#### [Testo fornito]
* * * *
Per il Cec, la sede della COP16 in Colombia è stata profondamente significativa in quanto il Consiglio ecumenico è un accompagnatore permanente per i colloqui di pace nella nazione sudamericana. Il legame tra pace e biodiversità è chiaramente evidente.

Insieme a DiPaz e ad altri partner ecumenici colombiani, il Ce ha co-organizzato una serie di eventi presso la Baptist University su “Territori, pace e biodiversità”, nonché un culto ecumenico sulla biodiversità.

La COP16 di Cali è stata la COP sulla biodiversità più frequentata dall’inaugurazione di tali COP nel 1993, fondata da governi che miravano a fermare l’allarmante tasso di perdita di biodiversità che minaccia la rete della vita sulla Terra.

 

Alla COP16, governi e rappresentanti della società civile hanno discusso  l’allineamento delle loro strategie nazionali sulla biodiversità e dei piani d’azione . I negoziati si sono protratti fino al 2 novembre.

La COP16 ha istituito un organo sussidiario e un programma di lavoro che includerà i popoli indigeni nelle decisioni future. Questa mossa riconosce e protegge la conoscenza tradizionale indigena a beneficio della gestione della biodiversità globale e nazionale.

 

In un altro risultato significativo, la COP16 ha raggiunto un accordo su un meccanismo multilaterale per condividere i vantaggi dell’utilizzo di informazioni genetiche biologiche, note come informazioni di sequenziamento digitale. In base a questo accordo, le aziende che traggono profitto dall’utilizzo di queste informazioni pagherebbero un risarcimento in un fondo, noto come Fondo Cali. Questo nuovo meccanismo di finanziamento ha il potenziale per raccogliere risorse significative per la protezione della biodiversità. Tuttavia, i contributi saranno volontari.
* * * *
#### [Dati estratti]
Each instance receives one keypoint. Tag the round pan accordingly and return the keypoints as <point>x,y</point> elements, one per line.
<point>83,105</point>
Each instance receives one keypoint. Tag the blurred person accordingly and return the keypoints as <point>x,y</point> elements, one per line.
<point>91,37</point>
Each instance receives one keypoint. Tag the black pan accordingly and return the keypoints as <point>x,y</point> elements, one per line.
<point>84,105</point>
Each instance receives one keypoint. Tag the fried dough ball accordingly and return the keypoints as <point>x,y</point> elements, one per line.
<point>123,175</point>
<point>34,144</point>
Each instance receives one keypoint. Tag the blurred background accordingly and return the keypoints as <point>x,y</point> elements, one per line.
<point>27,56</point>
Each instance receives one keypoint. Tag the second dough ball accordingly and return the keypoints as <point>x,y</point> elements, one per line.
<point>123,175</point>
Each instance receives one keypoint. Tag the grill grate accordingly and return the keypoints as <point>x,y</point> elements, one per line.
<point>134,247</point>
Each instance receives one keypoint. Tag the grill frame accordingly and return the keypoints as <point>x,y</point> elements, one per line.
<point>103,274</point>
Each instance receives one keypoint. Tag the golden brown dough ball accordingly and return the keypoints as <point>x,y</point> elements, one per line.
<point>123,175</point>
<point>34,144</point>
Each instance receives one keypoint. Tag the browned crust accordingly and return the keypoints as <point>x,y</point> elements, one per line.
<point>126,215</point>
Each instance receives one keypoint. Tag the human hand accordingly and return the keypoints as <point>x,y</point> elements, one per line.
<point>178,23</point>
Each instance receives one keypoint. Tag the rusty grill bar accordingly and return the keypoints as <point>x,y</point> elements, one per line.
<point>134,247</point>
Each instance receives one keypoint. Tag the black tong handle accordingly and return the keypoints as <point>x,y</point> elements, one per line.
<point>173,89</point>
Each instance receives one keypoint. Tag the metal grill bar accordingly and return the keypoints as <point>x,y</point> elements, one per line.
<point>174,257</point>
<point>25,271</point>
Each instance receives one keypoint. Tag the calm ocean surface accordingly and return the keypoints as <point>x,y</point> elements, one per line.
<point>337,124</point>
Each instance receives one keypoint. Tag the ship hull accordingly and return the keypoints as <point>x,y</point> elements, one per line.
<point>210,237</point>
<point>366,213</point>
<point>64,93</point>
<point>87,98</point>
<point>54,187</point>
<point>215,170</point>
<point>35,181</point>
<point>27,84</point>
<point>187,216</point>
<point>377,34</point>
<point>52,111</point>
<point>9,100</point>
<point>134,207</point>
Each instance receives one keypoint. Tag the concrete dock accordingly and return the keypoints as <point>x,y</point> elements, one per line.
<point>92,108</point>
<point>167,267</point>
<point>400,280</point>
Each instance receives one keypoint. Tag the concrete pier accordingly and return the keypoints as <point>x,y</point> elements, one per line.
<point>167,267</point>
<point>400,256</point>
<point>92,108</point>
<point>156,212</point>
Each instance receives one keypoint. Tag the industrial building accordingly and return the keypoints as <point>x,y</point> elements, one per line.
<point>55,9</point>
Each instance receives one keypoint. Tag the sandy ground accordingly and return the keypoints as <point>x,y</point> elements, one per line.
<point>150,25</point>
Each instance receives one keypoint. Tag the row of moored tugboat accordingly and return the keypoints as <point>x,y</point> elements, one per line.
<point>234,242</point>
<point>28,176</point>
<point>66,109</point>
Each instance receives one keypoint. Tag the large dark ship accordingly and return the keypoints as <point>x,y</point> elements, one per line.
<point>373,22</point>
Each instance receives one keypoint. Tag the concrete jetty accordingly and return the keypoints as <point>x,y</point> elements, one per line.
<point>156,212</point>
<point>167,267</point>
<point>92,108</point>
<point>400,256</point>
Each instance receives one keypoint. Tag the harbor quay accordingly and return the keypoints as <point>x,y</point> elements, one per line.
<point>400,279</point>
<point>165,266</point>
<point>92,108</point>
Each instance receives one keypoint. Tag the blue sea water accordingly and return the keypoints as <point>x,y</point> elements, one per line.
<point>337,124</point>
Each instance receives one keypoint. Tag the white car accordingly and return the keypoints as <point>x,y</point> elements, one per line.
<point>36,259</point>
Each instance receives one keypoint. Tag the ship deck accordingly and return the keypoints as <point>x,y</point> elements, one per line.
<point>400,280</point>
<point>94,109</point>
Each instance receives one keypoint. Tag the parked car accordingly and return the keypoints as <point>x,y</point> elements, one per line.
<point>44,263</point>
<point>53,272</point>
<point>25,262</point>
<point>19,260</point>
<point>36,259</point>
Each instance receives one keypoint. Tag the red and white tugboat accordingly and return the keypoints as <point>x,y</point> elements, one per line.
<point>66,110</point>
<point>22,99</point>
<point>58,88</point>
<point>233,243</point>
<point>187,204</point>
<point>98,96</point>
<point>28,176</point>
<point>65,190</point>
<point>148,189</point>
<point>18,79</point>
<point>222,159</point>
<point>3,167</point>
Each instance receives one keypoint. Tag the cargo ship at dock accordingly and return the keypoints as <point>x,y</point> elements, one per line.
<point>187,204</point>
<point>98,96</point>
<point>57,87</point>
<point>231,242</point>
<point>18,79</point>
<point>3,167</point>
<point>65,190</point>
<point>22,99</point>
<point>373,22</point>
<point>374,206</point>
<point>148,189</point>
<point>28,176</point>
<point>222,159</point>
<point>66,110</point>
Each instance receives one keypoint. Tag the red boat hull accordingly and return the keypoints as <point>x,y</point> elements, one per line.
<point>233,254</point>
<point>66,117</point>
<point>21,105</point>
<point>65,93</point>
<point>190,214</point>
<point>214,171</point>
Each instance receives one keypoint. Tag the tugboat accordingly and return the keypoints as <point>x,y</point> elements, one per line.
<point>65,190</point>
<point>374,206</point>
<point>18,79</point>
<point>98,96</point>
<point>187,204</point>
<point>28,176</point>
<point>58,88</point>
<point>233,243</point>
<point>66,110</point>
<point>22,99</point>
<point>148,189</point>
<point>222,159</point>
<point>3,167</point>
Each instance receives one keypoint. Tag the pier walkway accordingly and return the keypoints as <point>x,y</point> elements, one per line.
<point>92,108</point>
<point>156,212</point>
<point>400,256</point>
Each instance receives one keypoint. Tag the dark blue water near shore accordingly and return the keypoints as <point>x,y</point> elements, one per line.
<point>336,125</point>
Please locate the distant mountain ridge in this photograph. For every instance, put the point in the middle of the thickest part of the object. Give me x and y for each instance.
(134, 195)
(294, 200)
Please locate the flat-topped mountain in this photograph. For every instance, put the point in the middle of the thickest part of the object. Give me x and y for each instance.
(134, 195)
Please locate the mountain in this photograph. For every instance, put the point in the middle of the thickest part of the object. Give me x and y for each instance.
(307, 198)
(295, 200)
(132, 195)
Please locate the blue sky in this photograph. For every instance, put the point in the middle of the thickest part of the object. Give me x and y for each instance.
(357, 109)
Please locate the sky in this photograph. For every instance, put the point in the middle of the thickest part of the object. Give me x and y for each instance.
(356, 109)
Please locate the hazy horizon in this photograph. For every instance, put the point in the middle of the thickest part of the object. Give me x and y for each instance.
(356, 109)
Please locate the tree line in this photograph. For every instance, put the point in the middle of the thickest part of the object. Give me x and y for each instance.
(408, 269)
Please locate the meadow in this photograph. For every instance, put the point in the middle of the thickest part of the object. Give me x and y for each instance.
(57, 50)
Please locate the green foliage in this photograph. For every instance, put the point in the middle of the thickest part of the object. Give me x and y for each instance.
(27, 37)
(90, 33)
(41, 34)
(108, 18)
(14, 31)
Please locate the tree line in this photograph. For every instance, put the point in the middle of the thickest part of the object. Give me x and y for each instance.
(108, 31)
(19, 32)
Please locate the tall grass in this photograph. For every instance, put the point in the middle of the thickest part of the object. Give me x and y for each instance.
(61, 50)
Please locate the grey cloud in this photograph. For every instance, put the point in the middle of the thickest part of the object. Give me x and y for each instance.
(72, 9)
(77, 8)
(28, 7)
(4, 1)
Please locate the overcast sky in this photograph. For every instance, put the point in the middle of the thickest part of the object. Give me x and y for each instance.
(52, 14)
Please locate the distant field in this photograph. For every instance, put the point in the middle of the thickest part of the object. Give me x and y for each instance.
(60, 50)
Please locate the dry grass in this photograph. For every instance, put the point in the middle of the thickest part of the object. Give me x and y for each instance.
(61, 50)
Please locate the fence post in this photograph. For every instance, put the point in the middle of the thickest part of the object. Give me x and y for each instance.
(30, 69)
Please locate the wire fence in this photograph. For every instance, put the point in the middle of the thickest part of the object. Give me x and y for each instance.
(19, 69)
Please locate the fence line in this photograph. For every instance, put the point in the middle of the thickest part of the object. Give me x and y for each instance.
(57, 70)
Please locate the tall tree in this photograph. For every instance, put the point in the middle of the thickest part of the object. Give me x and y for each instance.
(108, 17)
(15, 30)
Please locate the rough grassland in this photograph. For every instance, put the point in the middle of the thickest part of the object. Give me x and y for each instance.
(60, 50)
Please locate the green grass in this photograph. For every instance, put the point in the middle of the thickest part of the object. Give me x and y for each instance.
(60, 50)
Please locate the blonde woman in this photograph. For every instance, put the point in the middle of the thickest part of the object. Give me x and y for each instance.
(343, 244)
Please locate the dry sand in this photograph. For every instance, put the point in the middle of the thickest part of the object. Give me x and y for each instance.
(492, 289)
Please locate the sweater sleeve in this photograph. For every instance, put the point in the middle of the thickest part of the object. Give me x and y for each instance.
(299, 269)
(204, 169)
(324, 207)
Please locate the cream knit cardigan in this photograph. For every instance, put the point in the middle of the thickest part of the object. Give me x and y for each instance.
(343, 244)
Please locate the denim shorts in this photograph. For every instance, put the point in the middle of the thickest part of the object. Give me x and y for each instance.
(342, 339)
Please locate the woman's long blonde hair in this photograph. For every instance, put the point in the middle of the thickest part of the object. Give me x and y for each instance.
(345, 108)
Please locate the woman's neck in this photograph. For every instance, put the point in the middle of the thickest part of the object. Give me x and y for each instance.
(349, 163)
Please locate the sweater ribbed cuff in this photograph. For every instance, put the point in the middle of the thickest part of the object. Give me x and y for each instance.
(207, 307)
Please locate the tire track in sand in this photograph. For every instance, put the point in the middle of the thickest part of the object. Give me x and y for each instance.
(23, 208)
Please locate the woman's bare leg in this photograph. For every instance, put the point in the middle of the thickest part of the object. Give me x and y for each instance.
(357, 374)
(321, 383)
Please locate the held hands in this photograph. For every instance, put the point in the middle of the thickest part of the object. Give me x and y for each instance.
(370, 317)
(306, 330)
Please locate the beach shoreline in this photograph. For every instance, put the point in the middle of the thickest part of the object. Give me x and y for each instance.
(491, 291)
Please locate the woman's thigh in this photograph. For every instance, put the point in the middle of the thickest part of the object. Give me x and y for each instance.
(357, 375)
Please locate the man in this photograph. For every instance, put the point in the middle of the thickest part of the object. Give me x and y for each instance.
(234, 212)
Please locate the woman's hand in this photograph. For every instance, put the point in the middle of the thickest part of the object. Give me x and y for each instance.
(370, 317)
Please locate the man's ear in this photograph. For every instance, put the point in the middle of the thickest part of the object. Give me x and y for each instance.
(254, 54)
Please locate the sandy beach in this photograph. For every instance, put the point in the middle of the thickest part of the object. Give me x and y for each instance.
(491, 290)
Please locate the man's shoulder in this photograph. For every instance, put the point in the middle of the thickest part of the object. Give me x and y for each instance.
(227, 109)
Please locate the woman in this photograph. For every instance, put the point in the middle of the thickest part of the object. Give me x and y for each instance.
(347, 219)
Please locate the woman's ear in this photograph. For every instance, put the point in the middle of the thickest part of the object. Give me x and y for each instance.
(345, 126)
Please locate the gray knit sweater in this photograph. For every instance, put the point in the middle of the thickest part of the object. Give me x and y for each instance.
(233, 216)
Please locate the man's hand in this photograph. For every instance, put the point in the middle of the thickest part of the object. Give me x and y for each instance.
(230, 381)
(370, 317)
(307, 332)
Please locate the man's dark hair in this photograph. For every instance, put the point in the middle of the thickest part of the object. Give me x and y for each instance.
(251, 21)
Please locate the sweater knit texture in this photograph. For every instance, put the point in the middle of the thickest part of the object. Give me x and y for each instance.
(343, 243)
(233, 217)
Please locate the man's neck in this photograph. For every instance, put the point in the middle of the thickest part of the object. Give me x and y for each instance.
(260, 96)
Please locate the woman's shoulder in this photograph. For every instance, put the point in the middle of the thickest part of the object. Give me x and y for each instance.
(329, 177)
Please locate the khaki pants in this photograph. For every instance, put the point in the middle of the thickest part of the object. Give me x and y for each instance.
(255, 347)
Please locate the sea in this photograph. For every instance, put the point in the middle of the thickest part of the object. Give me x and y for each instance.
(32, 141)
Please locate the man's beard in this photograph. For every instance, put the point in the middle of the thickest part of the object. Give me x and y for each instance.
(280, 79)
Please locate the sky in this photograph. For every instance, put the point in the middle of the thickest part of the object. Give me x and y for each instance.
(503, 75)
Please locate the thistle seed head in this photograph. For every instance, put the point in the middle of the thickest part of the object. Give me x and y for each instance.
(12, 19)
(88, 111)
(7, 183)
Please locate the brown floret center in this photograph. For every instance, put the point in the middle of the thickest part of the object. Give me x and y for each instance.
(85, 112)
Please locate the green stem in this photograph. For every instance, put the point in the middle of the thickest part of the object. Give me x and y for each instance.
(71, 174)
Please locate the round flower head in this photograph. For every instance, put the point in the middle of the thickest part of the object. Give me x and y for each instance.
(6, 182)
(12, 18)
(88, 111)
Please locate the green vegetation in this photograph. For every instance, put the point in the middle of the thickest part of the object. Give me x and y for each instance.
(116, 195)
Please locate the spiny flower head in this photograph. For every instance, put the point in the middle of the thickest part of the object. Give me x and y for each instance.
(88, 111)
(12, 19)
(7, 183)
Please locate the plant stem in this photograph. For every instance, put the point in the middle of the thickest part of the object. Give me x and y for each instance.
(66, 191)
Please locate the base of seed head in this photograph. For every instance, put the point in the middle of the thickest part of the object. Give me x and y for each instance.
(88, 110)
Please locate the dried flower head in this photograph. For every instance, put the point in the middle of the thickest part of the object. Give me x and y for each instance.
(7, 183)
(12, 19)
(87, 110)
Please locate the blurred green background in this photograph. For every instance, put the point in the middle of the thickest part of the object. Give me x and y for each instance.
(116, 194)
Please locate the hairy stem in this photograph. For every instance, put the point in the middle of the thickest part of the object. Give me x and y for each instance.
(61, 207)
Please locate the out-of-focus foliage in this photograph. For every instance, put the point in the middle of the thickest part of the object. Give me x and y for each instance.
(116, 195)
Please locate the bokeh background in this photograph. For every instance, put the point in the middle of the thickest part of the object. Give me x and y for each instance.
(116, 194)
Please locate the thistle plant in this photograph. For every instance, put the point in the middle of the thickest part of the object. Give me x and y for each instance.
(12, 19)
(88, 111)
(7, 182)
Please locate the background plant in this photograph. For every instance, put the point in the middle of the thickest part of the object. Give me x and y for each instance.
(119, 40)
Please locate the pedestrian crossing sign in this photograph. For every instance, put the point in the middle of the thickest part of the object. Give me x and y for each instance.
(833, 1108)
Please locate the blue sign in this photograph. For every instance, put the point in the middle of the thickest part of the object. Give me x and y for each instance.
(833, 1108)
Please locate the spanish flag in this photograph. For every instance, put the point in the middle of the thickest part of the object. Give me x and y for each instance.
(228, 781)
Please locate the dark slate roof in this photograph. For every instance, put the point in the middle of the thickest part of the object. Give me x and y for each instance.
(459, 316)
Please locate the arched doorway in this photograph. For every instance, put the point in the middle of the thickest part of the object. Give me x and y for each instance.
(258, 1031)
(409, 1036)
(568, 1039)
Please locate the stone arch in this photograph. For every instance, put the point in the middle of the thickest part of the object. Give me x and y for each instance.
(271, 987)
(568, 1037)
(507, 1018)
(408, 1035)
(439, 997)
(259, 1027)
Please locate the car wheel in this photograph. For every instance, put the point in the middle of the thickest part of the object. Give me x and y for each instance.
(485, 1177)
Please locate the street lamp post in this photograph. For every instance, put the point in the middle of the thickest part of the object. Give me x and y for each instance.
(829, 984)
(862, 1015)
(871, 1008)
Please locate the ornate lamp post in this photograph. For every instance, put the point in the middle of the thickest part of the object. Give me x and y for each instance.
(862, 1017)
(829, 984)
* * * *
#### [Obiettivo]
Puoi restituire, senza alcuna modifica, la parte del testo sulla COP16 che si apre con le parole contenenti "Per il Cec, la" e si chiude con "è chiaramente evidente."? Le righe costituiscono materiale distinto dal testo.

#### [Compito svolto]
Per il Cec, la sede della COP16 in Colombia è stata profondamente significativa in quanto il Consiglio ecumenico è un accompagnatore permanente per i colloqui di pace nella nazione sudamericana. Il legame tra pace e biodiversità è chiaramente evidente.